### Challenge:
Pull out each line in the records that contains the word "patio", matching its case exactly.

----- Supplied information -----

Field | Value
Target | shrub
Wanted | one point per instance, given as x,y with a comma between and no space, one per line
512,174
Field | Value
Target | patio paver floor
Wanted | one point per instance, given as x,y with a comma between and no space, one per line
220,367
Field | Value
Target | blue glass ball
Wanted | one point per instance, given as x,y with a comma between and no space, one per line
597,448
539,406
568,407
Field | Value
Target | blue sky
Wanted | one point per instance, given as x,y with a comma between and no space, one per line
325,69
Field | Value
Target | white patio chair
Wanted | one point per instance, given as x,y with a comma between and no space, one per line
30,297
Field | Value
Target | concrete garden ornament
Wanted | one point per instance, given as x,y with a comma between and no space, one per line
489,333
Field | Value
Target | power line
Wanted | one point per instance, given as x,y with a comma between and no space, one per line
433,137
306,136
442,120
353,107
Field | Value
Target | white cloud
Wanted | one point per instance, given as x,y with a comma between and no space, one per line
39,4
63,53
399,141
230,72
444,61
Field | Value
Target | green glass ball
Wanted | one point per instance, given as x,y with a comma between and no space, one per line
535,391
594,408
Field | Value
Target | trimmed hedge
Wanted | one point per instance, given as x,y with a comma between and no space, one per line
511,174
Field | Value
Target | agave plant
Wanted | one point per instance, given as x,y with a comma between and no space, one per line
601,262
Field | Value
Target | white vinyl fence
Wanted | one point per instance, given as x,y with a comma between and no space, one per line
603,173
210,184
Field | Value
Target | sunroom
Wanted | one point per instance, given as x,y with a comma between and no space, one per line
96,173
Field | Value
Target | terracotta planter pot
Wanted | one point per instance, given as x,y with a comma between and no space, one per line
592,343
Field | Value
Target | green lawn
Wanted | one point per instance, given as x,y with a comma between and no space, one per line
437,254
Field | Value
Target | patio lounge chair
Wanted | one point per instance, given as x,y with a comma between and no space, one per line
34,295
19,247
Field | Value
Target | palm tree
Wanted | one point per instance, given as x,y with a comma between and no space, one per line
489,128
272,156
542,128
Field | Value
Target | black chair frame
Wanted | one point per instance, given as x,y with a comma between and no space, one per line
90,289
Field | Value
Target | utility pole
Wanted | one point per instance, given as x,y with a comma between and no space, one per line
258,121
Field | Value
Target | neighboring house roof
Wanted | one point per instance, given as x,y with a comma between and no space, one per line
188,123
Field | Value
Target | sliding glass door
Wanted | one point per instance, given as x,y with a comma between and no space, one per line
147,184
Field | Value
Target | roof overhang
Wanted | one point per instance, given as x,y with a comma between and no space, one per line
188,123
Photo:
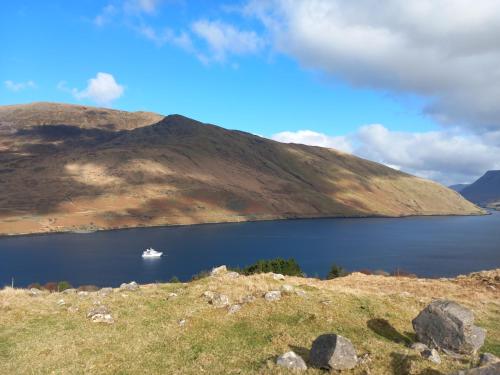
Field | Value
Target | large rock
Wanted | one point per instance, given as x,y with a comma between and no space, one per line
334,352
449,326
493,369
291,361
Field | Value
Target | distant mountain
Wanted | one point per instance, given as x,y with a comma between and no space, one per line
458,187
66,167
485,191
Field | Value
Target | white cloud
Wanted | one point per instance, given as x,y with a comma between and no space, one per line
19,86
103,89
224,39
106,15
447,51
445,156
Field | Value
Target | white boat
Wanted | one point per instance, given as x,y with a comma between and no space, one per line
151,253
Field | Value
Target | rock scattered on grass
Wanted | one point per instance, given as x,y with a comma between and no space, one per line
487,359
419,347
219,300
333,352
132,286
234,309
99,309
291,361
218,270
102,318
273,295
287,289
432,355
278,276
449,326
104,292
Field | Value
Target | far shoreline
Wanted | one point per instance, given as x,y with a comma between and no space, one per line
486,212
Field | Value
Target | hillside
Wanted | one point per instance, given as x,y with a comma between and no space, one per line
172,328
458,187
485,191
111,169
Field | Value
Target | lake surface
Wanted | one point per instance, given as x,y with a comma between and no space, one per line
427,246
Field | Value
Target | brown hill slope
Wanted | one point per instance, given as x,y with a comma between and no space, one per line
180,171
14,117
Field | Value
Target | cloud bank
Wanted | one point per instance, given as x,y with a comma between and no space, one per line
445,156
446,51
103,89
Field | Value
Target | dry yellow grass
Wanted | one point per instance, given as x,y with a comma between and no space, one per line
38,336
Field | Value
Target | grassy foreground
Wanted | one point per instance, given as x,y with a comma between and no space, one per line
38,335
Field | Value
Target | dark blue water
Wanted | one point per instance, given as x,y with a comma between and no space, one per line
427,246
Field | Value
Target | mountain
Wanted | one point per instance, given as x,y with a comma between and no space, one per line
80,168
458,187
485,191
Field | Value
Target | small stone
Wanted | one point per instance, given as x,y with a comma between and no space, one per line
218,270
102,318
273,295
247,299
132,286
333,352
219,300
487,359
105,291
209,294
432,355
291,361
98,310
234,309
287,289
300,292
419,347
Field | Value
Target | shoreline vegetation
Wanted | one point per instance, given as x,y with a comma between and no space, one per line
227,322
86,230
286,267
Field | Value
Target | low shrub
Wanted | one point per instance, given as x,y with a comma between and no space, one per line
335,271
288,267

-----

### Reply:
Target | patio paver floor
Target | white patio chair
Target | patio lounge chair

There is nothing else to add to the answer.